Direction: Word for word, give the material below again, minus any images.

Records supplied:
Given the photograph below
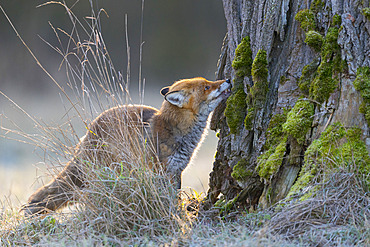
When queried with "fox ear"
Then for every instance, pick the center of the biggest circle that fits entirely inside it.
(176, 98)
(165, 90)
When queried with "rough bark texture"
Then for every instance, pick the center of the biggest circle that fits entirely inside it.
(272, 26)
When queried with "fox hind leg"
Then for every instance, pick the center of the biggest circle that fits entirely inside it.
(56, 193)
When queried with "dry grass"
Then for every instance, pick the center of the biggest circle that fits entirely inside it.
(337, 214)
(126, 203)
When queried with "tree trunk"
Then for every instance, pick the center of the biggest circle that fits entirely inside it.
(317, 55)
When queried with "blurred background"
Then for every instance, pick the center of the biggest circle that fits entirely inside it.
(181, 39)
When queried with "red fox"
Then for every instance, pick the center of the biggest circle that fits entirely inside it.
(176, 130)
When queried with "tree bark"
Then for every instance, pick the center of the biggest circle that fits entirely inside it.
(272, 26)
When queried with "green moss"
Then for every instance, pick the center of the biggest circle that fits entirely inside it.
(317, 5)
(307, 19)
(269, 162)
(235, 107)
(257, 93)
(236, 103)
(248, 120)
(309, 73)
(362, 84)
(337, 20)
(243, 58)
(274, 132)
(283, 79)
(314, 40)
(240, 170)
(268, 194)
(305, 177)
(366, 12)
(323, 84)
(299, 120)
(337, 147)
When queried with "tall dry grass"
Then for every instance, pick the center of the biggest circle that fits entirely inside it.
(127, 203)
(121, 199)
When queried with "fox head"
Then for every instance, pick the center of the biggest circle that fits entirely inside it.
(198, 94)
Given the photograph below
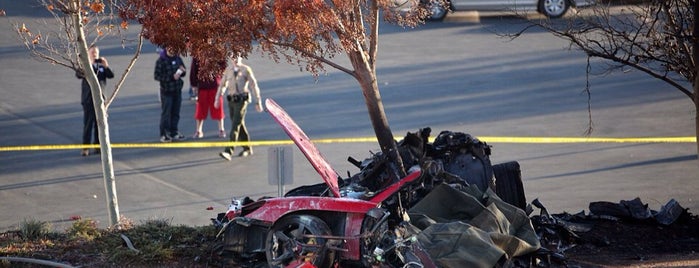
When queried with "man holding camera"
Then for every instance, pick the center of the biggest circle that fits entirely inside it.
(101, 68)
(238, 81)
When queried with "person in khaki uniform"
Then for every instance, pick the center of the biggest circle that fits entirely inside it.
(238, 82)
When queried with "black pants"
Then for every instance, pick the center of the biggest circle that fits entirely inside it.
(170, 113)
(89, 124)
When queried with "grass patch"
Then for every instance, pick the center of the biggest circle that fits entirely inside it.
(154, 243)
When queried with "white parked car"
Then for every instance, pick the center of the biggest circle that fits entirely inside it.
(549, 8)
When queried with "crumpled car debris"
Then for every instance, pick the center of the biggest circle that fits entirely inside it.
(376, 218)
(561, 232)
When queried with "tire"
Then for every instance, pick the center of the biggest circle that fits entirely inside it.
(289, 233)
(436, 9)
(554, 8)
(508, 184)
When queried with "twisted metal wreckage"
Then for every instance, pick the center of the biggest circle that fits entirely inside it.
(453, 209)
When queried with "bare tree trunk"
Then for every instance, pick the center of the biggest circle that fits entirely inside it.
(101, 114)
(695, 59)
(370, 89)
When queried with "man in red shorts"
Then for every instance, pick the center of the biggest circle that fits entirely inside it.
(205, 88)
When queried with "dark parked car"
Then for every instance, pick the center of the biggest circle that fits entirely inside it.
(550, 8)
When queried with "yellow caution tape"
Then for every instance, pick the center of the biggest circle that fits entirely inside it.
(186, 144)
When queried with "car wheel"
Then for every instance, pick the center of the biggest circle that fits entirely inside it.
(553, 8)
(508, 184)
(296, 239)
(437, 9)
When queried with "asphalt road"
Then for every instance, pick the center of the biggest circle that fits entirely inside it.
(455, 75)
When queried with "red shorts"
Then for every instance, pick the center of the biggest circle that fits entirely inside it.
(205, 103)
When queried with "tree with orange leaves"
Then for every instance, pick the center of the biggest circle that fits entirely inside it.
(308, 33)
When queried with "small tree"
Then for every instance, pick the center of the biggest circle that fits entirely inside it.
(79, 24)
(656, 37)
(308, 33)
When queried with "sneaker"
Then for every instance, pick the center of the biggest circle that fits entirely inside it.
(177, 137)
(245, 153)
(225, 155)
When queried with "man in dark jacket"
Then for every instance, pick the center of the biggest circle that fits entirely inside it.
(169, 70)
(101, 68)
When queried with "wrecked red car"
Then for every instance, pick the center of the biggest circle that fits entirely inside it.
(358, 221)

Answer to the exercise:
Given the photograph below
When queried with "fox ear"
Then for every instance, pick the center of the biggest circle that fits entirely inside it.
(176, 98)
(165, 90)
When queried with "rough bark texture"
Then for every instance, pick the center of the biggest circle that fits entirely inside it.
(272, 26)
When queried with "fox hind leg"
Then for every instance, pick the center of the biggest circle that fits entirely inside it.
(56, 193)
When queried with "dry grass"
Then for every instance, pick the center of the biggest circle that fits entirely inside it.
(337, 214)
(126, 203)
When queried with "tree trunk"
Then for every instance, pick the center of the biggest circle that fits entirely inside it.
(317, 55)
When queried with "blurred background"
Then for every instance, pick the center of the biggest circle that fits entirely inside it.
(181, 39)
When queried with "red fox"
Then for every instance, pick the center of the biggest circle that fits entirely inside it.
(176, 130)
When queried with "tree bark"
Then for every instance, pick the center of the biggest circle that fits entirely inside it.
(272, 26)
When queried with "green moss"
Then for every instance, pick the center of the biggest circle that fits entirely inside it.
(317, 5)
(307, 19)
(269, 162)
(235, 107)
(257, 93)
(236, 103)
(248, 120)
(309, 73)
(362, 84)
(337, 20)
(243, 58)
(274, 132)
(283, 79)
(314, 40)
(240, 170)
(268, 194)
(305, 177)
(366, 12)
(323, 84)
(299, 120)
(337, 147)
When queried with "tall dry grass"
Then for every instance, pick the center of the biggest circle that fits entirely inside it.
(127, 203)
(121, 199)
When queried with "fox head"
Then for every instance, pick the center of the biggest circle that fits entirely inside it.
(198, 94)
Given the photograph below
When queried with "man holding camera"
Then for every instance, pick the center of the biggest circle that fits entirely inside it.
(101, 68)
(238, 81)
When queried with "person in khaki uniform"
Then for every instance, pick the center of the biggest circle that fits entirely inside it.
(238, 82)
When queried with "black pants"
Then for every instance, pick the center of the biggest circle that fits entirely inside it.
(170, 113)
(89, 124)
When queried with "grass patch"
Then for every instance, pick the center of the biggest circle that fits entirely inside it.
(154, 243)
When queried with "white parked car"
Then for every instance, pick the center of the biggest circle that fits entirely inside it.
(549, 8)
When queried with "crumpled car debris"
Then for every instance, pick the center of the biggest circle that fits entirely inside it.
(376, 218)
(561, 232)
When queried with "tire"
Then for every instance, pick the center of the biggest circle that fits entirely inside it.
(289, 233)
(436, 9)
(554, 8)
(508, 184)
When queried with "twisted metal wreckage"
Then for every instance, pick the center of the biggest circle that fits entirely inside it.
(453, 209)
When queried with "bare tree trunk"
Then for every instance, pick the center of the biggest circle that fits entirely inside it.
(101, 114)
(695, 59)
(370, 89)
When queried with "man in red shorts"
Then for every instance, pick the center of the biggest circle that fits entirely inside it.
(205, 88)
When queried with "dark parked car"
Then for every instance, pick the center of the biggest circle that fits entirely inside it.
(550, 8)
When queried with "yellow caution tape"
Then for every instance, pick the center of the biggest circle that fits entirely inside it.
(186, 144)
When queried with "car wheel"
Then for every instance, pick the center of the biggest circle that fits entirely inside it.
(553, 8)
(508, 184)
(296, 239)
(437, 9)
When queried with "asphalt road"
Then for every instance, pick the center of the biggest circle that fits entirely inside it.
(455, 75)
When queried with "red shorts"
Then for every instance, pick the center of the biggest circle that fits entirely inside it.
(205, 103)
When queried with "tree with orange leaves"
Then for every instance, pick the center of the biggest circle that fits entirely inside it.
(308, 33)
When queried with "small tree"
Then for every instance, pick the center of the biggest circle that fits entirely inside it.
(79, 24)
(656, 37)
(308, 33)
When queried with "sneaker"
Then for every instance, pick the center of the biggest circle that fits entirely inside it.
(177, 137)
(245, 153)
(225, 155)
When queried with "man in dark jacket"
Then for every instance, pick the center of the biggest circle that fits entirely inside it.
(169, 70)
(101, 68)
When queried with "wrecked red car"
Then for every instance, pick the center of the biggest circle that fits entirely inside it.
(358, 221)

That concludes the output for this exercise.